■ Set problem ■
Display every line of the material below that contains the string "middle". Matching is case-sensitive.

Lines of data:
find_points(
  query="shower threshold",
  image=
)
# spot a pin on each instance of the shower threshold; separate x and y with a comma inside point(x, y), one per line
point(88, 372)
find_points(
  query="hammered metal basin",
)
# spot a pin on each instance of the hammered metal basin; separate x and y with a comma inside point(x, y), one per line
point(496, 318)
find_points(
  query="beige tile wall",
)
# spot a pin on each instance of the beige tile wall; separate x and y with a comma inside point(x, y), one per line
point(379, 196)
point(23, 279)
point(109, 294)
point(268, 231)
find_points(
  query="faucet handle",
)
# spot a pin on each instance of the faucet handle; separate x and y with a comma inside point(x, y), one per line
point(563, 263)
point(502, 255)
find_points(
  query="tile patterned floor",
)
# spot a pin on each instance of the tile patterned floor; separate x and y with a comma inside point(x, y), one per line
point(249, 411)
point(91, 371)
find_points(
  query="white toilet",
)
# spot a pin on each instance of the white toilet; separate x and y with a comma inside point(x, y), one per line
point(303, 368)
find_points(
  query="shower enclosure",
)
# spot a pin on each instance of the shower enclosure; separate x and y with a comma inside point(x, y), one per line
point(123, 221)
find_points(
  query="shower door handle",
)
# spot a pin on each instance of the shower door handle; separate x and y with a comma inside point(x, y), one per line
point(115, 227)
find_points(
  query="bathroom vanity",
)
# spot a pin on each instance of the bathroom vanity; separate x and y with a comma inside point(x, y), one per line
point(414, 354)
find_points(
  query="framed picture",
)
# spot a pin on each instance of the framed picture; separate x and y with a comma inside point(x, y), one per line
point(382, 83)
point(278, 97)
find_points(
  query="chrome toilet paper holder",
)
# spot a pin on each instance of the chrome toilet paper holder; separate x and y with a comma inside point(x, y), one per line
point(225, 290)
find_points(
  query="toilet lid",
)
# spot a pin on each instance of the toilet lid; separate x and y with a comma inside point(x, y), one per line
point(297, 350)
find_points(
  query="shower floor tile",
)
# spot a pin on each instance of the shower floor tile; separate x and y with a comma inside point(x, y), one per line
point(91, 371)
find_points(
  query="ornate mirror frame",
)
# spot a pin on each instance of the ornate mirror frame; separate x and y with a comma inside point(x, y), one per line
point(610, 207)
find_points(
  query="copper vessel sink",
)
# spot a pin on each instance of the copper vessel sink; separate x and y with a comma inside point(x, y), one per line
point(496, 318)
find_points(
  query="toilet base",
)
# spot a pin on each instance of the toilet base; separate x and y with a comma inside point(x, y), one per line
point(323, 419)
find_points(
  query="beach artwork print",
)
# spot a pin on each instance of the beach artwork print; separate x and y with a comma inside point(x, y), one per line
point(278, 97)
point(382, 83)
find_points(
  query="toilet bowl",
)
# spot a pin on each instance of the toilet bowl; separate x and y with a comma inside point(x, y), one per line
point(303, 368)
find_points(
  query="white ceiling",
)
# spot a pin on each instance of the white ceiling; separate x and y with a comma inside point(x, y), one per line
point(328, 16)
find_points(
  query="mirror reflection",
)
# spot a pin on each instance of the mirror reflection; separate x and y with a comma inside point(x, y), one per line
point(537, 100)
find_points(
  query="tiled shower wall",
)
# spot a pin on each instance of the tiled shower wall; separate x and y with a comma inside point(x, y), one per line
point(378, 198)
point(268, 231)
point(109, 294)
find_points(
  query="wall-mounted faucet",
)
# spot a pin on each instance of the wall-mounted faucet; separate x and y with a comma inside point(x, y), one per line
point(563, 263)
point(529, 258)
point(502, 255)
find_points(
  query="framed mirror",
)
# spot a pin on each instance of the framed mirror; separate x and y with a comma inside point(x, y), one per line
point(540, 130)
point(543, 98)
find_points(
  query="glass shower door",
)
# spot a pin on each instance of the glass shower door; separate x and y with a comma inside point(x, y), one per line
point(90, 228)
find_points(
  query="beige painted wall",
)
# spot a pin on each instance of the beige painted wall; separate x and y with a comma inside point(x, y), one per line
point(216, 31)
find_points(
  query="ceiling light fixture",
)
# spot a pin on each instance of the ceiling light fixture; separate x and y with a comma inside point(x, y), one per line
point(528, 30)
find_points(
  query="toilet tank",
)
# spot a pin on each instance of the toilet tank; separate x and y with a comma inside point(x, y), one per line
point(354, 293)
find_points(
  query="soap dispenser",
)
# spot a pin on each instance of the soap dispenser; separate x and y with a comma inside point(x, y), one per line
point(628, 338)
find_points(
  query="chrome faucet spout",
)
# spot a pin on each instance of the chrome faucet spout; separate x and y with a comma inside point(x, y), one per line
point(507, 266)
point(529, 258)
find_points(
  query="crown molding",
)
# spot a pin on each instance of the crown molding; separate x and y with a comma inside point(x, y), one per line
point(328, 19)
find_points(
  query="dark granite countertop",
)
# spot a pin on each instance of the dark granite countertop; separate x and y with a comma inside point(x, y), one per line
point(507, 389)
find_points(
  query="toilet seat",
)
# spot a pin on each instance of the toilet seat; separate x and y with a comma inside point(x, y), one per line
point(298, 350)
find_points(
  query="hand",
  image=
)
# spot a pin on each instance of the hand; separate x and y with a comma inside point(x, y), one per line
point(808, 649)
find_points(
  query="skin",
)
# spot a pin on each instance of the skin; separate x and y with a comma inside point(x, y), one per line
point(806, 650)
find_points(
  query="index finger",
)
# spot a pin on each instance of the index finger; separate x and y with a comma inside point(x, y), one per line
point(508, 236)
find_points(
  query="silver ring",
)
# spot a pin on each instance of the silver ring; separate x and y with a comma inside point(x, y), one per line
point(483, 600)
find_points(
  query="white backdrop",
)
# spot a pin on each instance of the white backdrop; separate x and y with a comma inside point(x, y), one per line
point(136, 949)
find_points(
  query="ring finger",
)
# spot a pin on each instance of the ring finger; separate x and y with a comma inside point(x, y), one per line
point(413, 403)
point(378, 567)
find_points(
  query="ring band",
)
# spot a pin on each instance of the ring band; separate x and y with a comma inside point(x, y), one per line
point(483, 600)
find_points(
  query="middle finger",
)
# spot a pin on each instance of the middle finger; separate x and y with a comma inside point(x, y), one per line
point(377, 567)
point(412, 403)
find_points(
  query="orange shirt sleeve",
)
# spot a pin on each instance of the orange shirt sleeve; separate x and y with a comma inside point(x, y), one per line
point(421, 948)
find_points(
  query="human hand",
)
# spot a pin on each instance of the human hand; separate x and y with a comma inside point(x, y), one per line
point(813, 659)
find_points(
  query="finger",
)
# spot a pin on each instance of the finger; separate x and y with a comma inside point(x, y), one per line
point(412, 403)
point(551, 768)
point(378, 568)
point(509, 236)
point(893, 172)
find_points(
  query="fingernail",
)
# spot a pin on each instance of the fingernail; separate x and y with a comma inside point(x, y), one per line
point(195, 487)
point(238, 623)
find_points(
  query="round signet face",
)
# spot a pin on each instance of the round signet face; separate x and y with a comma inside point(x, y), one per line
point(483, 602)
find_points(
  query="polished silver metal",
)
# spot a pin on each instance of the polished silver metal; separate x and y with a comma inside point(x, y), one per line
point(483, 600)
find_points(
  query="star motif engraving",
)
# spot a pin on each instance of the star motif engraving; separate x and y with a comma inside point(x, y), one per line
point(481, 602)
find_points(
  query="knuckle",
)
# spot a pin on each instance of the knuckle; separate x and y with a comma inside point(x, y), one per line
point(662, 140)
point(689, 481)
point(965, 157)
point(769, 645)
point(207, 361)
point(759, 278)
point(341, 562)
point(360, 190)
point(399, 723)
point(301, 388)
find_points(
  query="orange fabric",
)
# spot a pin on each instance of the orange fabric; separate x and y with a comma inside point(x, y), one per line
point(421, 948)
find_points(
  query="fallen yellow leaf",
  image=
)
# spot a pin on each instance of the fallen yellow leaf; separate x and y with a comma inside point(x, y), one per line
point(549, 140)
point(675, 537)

■ Solution for this task ■
  query="middle finger",
# spot a pin on each instance of the middle finger; separate x and y with a comma inside point(x, y), one per line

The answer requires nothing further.